### What the task asks
All entries are to be returned verbatim.

### Extracted data
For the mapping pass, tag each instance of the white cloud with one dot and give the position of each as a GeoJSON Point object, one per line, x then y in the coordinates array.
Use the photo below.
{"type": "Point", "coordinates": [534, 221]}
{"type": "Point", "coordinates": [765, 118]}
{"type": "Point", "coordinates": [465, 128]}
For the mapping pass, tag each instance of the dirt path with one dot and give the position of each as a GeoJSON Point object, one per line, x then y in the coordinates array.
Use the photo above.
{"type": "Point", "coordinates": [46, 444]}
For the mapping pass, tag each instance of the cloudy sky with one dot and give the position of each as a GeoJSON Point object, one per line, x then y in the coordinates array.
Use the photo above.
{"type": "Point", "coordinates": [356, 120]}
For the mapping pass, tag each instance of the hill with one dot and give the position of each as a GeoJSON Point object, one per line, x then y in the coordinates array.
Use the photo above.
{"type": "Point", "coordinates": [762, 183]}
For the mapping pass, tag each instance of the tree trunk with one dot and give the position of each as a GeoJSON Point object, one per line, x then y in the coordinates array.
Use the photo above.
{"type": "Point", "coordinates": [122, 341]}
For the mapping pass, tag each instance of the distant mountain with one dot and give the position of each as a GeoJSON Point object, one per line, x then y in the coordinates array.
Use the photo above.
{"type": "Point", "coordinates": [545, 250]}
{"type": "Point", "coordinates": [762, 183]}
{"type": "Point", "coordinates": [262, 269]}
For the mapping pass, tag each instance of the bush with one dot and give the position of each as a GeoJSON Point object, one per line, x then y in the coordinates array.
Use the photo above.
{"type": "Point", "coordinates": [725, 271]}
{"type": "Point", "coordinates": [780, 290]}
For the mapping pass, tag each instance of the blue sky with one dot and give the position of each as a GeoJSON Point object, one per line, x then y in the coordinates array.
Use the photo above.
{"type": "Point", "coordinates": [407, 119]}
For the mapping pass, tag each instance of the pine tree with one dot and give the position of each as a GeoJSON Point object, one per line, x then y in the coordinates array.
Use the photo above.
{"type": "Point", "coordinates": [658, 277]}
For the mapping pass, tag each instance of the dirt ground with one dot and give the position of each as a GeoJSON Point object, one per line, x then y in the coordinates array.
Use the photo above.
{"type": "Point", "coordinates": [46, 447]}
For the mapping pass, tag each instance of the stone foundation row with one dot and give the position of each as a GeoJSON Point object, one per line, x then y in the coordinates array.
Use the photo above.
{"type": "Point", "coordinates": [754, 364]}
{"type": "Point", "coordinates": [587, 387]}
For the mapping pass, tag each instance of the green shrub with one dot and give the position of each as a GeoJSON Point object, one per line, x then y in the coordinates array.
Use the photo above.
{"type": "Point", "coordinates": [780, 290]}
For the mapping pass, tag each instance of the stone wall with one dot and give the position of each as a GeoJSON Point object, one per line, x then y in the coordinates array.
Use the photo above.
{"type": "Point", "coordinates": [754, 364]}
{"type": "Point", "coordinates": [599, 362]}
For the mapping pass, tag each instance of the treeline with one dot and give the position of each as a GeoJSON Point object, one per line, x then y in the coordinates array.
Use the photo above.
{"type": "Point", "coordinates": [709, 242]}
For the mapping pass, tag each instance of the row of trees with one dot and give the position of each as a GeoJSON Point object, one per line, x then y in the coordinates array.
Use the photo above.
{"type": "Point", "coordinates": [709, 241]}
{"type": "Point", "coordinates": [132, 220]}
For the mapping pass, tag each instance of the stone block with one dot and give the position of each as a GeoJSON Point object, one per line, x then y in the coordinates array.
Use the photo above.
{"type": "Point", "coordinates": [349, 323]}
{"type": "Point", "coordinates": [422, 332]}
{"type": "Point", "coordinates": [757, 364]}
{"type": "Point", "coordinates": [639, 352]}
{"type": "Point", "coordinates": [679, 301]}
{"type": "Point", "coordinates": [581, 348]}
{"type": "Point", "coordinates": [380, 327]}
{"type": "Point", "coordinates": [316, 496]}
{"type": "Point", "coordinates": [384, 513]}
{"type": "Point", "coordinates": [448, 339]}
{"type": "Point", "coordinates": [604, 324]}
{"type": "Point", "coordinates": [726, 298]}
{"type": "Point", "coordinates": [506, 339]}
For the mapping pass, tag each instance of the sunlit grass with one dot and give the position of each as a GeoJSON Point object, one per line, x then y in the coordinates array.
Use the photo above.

### Completed task
For the mapping pass, tag each instance of the white cloud with one dot and give the position of each as a GeoJSON Point object, one per line, x then y in the coordinates array.
Use the photo below.
{"type": "Point", "coordinates": [534, 221]}
{"type": "Point", "coordinates": [765, 118]}
{"type": "Point", "coordinates": [465, 128]}
For the mapping pass, tag each instance of the dirt path with one dot and give the position of each as a GeoJSON Point object, one per line, x then y in the coordinates array.
Use the photo above.
{"type": "Point", "coordinates": [46, 444]}
For the mapping pass, tag each instance of the cloudy sky with one dot and give the position of each as a GeoJSON Point object, one per line, x then y in the coordinates array.
Use the photo above.
{"type": "Point", "coordinates": [356, 120]}
For the mapping pass, tag each instance of the hill with one dot and give the position of each as a GeoJSON Point object, one per line, x then y in the coordinates array.
Use the photo above.
{"type": "Point", "coordinates": [762, 183]}
For the mapping pass, tag each instance of the tree trunk with one dot and give the position of each as a GeoJSON Point object, one per line, x then y in the coordinates array.
Use the photo above.
{"type": "Point", "coordinates": [122, 341]}
For the mapping pass, tag each instance of the distant mountain with one dot and give the position of each as a GeoJSON Point object, one per line, x then y in the coordinates array.
Use the photo above.
{"type": "Point", "coordinates": [545, 250]}
{"type": "Point", "coordinates": [762, 183]}
{"type": "Point", "coordinates": [262, 269]}
For the mapping pass, tag each instance of the bush with one dot and give the position of each as a GeoJSON Point object, one per line, x then y in the coordinates array.
Use the photo above.
{"type": "Point", "coordinates": [725, 271]}
{"type": "Point", "coordinates": [780, 290]}
For the mapping pass, tag each instance of the blue sky with one dot and give the position of each as a GeoJSON Point object, one per line, x then y in the coordinates array.
Use the photo above.
{"type": "Point", "coordinates": [407, 119]}
For the mapping pass, tag each instance of the pine tree with one dot and give the position of each as a GeoJSON Point object, one per line, x then y in the coordinates array.
Use the photo above.
{"type": "Point", "coordinates": [658, 277]}
For the mapping pass, tag each instance of the dirt ground with one dot and give the position of each as a GeoJSON Point object, one per line, x then y in the coordinates array.
Use the photo above.
{"type": "Point", "coordinates": [46, 447]}
For the mapping pass, tag each instance of the stone foundation row with one dot and give the position of each as a GeoJSON Point object, one per line, x then y in the coordinates array.
Use the photo above.
{"type": "Point", "coordinates": [754, 364]}
{"type": "Point", "coordinates": [587, 387]}
For the mapping pass, tag each instance of the green shrub with one dot and give the position of each as a GeoJSON Point object, one per line, x then y in the coordinates array.
Use the photo above.
{"type": "Point", "coordinates": [780, 290]}
For the mapping pass, tag each instance of the stone wall with one dot and give the position of each as a GeoJSON Point object, one per line, x then y in the coordinates array.
Use the photo above.
{"type": "Point", "coordinates": [754, 364]}
{"type": "Point", "coordinates": [599, 362]}
For the mapping pass, tag each instance of the treeline with one dot and give the position of each as a GeoJSON Point object, one per line, x then y in the coordinates array.
Use the photo above.
{"type": "Point", "coordinates": [709, 242]}
For the mapping pass, tag each instance of the row of trees with one dot and give the position of each as a GeoJSON Point object, one per line, x then y in the coordinates array.
Use the photo above.
{"type": "Point", "coordinates": [709, 241]}
{"type": "Point", "coordinates": [132, 220]}
For the mapping pass, tag each instance of the stone block with one dot and give the position of each as a GeoJSON Point object, one per line, x then y in the coordinates array.
Use the photo above.
{"type": "Point", "coordinates": [349, 323]}
{"type": "Point", "coordinates": [422, 332]}
{"type": "Point", "coordinates": [757, 364]}
{"type": "Point", "coordinates": [639, 352]}
{"type": "Point", "coordinates": [679, 301]}
{"type": "Point", "coordinates": [581, 348]}
{"type": "Point", "coordinates": [380, 327]}
{"type": "Point", "coordinates": [316, 496]}
{"type": "Point", "coordinates": [384, 513]}
{"type": "Point", "coordinates": [448, 339]}
{"type": "Point", "coordinates": [604, 324]}
{"type": "Point", "coordinates": [726, 298]}
{"type": "Point", "coordinates": [506, 339]}
For the mapping pass, tag each instance of the sunlit grass with one dot and give the position of each as a GeoJSON Point object, one per line, x then y in the coordinates array.
Use the photo above.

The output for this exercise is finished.